Work to do -
Show every line of the data below that contains the word "grille".

Material for this exercise -
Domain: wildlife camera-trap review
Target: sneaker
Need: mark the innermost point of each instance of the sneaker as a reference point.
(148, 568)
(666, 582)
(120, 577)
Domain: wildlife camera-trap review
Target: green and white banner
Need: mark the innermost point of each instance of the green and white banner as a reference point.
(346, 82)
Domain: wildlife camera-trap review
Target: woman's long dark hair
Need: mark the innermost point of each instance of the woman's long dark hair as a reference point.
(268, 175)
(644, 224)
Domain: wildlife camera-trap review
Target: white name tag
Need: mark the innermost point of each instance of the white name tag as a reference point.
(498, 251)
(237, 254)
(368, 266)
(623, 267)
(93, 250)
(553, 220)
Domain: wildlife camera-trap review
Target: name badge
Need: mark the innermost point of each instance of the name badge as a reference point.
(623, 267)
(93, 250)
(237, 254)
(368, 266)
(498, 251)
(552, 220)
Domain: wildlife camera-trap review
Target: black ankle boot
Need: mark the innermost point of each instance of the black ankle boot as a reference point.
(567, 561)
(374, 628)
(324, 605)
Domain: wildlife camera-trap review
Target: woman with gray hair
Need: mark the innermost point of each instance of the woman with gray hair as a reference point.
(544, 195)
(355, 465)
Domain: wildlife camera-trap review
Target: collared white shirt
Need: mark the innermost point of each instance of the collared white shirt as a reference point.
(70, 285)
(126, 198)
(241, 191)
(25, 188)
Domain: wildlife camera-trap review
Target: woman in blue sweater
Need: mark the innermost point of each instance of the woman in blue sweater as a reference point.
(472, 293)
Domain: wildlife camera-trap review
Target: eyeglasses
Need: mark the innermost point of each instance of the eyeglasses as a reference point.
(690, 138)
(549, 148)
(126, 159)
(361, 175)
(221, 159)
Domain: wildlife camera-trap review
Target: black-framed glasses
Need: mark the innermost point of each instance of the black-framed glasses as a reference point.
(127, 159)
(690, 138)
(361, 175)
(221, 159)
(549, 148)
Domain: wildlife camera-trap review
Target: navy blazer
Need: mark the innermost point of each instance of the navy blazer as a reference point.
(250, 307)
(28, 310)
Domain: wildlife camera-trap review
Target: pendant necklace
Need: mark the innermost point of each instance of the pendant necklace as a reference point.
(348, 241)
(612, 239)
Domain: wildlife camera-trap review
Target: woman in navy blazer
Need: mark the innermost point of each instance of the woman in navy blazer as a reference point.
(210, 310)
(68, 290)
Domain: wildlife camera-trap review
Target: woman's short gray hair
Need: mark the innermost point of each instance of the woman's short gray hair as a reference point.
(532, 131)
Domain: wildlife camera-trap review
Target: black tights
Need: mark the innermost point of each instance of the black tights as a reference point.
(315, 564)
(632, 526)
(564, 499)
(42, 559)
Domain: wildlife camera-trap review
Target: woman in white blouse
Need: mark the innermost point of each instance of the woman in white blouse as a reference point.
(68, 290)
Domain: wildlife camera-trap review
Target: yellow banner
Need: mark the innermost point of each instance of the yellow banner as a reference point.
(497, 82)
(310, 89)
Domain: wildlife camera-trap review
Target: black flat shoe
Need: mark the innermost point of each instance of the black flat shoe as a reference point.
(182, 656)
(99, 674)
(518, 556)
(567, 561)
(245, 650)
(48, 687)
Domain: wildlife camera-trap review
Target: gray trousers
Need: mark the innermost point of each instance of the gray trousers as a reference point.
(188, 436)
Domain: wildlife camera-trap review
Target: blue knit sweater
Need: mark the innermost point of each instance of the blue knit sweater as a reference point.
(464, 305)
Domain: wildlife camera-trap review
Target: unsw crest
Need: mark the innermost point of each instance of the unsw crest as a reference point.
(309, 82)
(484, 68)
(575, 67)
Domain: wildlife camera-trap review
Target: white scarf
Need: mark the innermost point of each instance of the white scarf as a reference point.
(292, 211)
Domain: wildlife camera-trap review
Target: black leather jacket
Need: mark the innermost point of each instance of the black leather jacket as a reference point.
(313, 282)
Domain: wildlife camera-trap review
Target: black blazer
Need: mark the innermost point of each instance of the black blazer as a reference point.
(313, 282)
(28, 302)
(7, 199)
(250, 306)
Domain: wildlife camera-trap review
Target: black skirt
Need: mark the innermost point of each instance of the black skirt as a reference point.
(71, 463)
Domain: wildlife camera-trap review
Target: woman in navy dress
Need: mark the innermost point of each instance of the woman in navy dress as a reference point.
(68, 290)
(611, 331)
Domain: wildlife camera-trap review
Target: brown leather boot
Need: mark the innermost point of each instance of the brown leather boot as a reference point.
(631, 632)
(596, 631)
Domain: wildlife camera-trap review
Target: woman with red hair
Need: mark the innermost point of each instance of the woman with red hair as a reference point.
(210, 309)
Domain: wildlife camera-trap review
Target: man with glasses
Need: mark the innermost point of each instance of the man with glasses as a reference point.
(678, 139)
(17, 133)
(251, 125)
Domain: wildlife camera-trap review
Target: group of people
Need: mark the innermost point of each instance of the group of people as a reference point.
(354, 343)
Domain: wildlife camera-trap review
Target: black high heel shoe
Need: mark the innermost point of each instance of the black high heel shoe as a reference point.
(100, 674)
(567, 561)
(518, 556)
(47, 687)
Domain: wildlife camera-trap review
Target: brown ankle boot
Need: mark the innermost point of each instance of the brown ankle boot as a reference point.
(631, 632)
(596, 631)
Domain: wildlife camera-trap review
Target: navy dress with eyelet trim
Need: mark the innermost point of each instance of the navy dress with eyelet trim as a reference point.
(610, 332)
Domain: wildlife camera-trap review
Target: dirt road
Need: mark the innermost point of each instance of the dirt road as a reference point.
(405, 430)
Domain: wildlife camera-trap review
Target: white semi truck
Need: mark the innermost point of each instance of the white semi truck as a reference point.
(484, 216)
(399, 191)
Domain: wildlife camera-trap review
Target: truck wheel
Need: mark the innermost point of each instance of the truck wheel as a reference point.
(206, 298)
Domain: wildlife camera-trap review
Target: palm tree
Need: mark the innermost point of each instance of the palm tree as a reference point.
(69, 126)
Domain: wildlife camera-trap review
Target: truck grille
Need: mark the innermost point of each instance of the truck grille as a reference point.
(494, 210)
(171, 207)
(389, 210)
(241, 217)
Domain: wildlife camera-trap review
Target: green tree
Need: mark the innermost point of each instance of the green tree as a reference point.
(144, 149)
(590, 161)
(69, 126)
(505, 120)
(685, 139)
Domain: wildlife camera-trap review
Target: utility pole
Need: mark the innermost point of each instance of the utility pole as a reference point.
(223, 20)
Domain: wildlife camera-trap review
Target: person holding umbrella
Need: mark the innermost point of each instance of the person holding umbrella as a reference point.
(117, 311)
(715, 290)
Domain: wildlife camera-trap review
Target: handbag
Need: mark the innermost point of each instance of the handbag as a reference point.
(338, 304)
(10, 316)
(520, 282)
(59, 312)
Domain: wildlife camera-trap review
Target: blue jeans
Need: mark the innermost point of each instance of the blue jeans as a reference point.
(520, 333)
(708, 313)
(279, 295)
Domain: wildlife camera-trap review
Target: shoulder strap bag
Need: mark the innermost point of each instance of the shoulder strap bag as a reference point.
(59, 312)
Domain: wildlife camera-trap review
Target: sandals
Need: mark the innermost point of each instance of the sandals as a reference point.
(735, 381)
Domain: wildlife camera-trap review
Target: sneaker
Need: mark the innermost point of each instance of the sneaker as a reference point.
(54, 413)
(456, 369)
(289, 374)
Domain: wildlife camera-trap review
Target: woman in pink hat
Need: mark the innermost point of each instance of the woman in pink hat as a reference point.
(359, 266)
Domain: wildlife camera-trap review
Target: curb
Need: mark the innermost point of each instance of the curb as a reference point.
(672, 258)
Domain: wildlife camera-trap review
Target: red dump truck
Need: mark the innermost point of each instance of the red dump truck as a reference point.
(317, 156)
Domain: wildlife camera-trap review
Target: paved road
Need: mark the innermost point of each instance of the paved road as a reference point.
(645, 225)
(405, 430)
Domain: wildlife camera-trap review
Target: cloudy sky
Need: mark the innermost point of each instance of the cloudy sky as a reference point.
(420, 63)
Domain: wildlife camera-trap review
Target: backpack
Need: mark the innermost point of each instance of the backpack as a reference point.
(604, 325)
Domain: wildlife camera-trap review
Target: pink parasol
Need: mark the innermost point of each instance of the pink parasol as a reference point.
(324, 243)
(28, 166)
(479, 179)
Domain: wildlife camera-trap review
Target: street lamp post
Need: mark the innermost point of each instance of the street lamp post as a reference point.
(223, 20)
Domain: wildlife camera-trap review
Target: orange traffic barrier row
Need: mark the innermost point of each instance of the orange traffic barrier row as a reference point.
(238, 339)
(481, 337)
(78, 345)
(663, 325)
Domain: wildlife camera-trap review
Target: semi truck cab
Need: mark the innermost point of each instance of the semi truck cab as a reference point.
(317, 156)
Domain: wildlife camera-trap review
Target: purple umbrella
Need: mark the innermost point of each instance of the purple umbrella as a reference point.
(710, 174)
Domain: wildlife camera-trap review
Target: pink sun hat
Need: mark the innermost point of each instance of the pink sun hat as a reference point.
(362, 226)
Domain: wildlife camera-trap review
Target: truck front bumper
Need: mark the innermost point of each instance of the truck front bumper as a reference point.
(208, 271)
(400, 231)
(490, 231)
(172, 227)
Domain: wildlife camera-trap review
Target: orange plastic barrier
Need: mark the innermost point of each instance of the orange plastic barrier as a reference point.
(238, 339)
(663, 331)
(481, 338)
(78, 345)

Output below -
Target: truck grille
Need: mark the innermost point of each instance of the truck grille as a reference point.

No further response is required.